SOURCE PASSAGE Block Start

The Shape of the Future

E M Risse


 

Post Labor Day Funk

Political campaigns are supposed to pick up in September. But the yack-fest that passes for debate in Virginia has only distracted voters from the fundamental issues.


 

Our last column focused on deja vu – what might have been on the Gulf Coast in September 2005 if “leaders” had followed strategies to create sustainable settlement patterns in Louisiana that were proposed over 30 years ago. (“Down Memory Lane with Katrina,” 5 Sept 2005.) Today “The Shape of the Future” focuses on the dark prospect for the years ahead foretold by the political posturing of candidates for public office in the Commonwealth.

 

The post-Labor Day “political” season is upon us. That means the candidates for state-wide office and general assembly seats in Virginia are making silly, superficial pronouncements. Mark Fisher asks in his 15 September WaPo column, “Lackluster Debate Leaves Virginians Wanting More,” following the opening debates in Fairfax County: “This is the best talent the great state of Virginia can come up with?”

 

It is probable that the candidates for governor are smarter than they seem. Their comments are not so much a reflection of the candidates' intelligence as an indication of office-seekers' total disdain for the intelligence of voters. Their statements are what their consultants have told them they need to say and do if they want to get elected in the “Business-As-Usual” context.

 

To paraphrase another WaPo columnist E. J. Dionne, Jr: “It is not we who are lucky to have great leaders, it is they who are lucky to represent citizens who work long and hard to make the economy, government and society work in spite of floundering, faltering hyper-political leadership.”

 

It is more than just a question of the quality of political leadership. It is not possible for a democratic government to work with uninformed voters and a governance structure that has not evolved to reflect contemporary society.

 

This axiom is illuminated by a quote from a Pennsylvania congressman about his support for the massive, pork-laden transportation bill recently passed by Congress and signed by the President. When asked about the need to place a fair burden on the cost of motor fuel he replied: “You can tell them that if you would like, I want to get elected.” (Also see “Discordant Trio,” 25 July 2005.) 

 

Over the past few months, “The Shape of the Future” has included several columns on what candidates need to address regarding four hot button election issues:

As pointed out in the columns on transport, affordable and accessible housing and education, Fundamental Change (aided by real tax reform) is the only real solution to these critical problems.

 

In Bacon’s Rebellion Blog on Saturday, Jim Bacon cites a Rasmussen Poll listing the key issues that concern voters.  The cultural wedge issues that are often discussed in the stump speeches and by partisan pundits are at the bottom of the list. The economy and health care are at the top. It is hard to tell to what extent “the economy” is code for high gas prices, rising housing costs and the overall “cost of subsistence” in the urban regions of the Commonwealth but transport, tax reform and the shelter crisis are all critical, interrelated issues. So is education which came in third in the Rasmussen Poll.

SOURCE PASSAGE Block End

Could you quote the column above on Virginia's post-Labor Day campaign season word for word, between "Post Labor Day" and "in the Commonwealth.", inclusive?

DATA EXTRACT Block Start

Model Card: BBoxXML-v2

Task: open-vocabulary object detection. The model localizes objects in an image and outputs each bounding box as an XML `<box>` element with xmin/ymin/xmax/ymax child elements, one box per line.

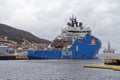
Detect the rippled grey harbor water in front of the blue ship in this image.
<box><xmin>0</xmin><ymin>54</ymin><xmax>120</xmax><ymax>80</ymax></box>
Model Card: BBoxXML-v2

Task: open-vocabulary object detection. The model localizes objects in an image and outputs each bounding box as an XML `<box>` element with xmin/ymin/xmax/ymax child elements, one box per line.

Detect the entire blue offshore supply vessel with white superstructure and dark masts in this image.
<box><xmin>27</xmin><ymin>16</ymin><xmax>101</xmax><ymax>59</ymax></box>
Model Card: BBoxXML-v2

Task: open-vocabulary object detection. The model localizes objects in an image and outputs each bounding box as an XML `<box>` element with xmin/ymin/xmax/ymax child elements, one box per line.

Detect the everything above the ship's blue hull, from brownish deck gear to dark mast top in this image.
<box><xmin>51</xmin><ymin>16</ymin><xmax>91</xmax><ymax>48</ymax></box>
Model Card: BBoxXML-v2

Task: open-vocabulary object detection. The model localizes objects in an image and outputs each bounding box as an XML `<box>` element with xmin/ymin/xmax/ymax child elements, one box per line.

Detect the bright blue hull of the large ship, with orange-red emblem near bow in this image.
<box><xmin>27</xmin><ymin>35</ymin><xmax>101</xmax><ymax>59</ymax></box>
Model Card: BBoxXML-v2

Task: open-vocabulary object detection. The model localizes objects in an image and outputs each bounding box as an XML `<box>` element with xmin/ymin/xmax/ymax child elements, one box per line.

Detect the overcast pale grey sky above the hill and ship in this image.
<box><xmin>0</xmin><ymin>0</ymin><xmax>120</xmax><ymax>52</ymax></box>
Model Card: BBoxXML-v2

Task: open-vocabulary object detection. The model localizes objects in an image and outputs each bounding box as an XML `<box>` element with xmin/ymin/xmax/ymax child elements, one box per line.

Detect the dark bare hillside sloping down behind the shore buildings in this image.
<box><xmin>0</xmin><ymin>24</ymin><xmax>50</xmax><ymax>44</ymax></box>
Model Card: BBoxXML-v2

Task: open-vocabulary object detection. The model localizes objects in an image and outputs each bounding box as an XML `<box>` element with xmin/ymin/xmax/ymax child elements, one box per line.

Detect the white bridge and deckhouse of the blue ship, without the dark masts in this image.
<box><xmin>57</xmin><ymin>22</ymin><xmax>91</xmax><ymax>42</ymax></box>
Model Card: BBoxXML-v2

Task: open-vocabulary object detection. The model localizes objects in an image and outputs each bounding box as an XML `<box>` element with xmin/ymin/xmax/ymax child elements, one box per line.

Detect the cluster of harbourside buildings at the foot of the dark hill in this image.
<box><xmin>0</xmin><ymin>36</ymin><xmax>47</xmax><ymax>53</ymax></box>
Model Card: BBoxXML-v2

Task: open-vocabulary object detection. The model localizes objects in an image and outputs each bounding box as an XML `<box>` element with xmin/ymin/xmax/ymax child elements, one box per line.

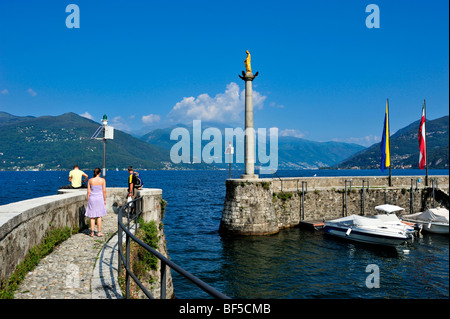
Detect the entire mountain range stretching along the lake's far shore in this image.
<box><xmin>0</xmin><ymin>112</ymin><xmax>449</xmax><ymax>170</ymax></box>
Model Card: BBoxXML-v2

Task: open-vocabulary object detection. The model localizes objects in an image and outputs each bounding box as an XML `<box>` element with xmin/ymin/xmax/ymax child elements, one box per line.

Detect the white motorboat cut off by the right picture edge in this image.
<box><xmin>403</xmin><ymin>208</ymin><xmax>448</xmax><ymax>235</ymax></box>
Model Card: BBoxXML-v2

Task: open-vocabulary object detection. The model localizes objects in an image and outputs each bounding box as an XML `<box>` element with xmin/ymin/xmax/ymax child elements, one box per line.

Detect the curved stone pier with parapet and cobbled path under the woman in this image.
<box><xmin>0</xmin><ymin>188</ymin><xmax>173</xmax><ymax>299</ymax></box>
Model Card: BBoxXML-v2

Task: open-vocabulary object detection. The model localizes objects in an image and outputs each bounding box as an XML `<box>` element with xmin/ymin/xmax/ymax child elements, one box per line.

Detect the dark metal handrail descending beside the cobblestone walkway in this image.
<box><xmin>118</xmin><ymin>197</ymin><xmax>230</xmax><ymax>299</ymax></box>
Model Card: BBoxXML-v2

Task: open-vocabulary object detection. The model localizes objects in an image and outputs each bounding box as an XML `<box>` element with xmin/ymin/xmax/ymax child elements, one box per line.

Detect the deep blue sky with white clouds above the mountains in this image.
<box><xmin>0</xmin><ymin>0</ymin><xmax>449</xmax><ymax>146</ymax></box>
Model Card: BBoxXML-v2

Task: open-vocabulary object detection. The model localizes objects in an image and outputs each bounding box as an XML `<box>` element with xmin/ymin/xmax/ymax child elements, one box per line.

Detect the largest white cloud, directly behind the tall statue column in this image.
<box><xmin>168</xmin><ymin>82</ymin><xmax>266</xmax><ymax>122</ymax></box>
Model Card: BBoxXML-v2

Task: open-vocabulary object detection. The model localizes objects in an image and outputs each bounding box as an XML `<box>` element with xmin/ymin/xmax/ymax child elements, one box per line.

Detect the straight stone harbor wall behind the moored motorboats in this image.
<box><xmin>219</xmin><ymin>176</ymin><xmax>449</xmax><ymax>235</ymax></box>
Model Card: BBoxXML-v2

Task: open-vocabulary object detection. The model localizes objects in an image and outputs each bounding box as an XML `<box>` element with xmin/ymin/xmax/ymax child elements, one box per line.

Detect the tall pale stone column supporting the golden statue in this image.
<box><xmin>239</xmin><ymin>72</ymin><xmax>258</xmax><ymax>179</ymax></box>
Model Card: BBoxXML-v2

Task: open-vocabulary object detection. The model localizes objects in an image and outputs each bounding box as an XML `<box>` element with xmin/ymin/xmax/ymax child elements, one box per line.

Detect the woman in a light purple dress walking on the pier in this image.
<box><xmin>86</xmin><ymin>168</ymin><xmax>106</xmax><ymax>237</ymax></box>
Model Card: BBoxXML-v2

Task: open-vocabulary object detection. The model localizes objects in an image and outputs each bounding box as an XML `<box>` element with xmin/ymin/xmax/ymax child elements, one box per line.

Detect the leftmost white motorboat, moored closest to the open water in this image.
<box><xmin>324</xmin><ymin>215</ymin><xmax>412</xmax><ymax>246</ymax></box>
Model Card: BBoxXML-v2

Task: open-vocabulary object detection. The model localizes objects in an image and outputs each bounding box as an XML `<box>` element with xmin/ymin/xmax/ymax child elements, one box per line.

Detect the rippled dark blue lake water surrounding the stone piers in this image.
<box><xmin>0</xmin><ymin>170</ymin><xmax>449</xmax><ymax>299</ymax></box>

DATA EXTRACT Block End

SOLUTION TO THIS EXERCISE:
Post Labor Day Funk

Political campaigns are supposed to pick up in September. But the yack-fest that passes for debate in Virginia has only distracted voters from the fundamental issues.


 

Our last column focused on deja vu – what might have been on the Gulf Coast in September 2005 if “leaders” had followed strategies to create sustainable settlement patterns in Louisiana that were proposed over 30 years ago. (“Down Memory Lane with Katrina,” 5 Sept 2005.) Today “The Shape of the Future” focuses on the dark prospect for the years ahead foretold by the political posturing of candidates for public office in the Commonwealth.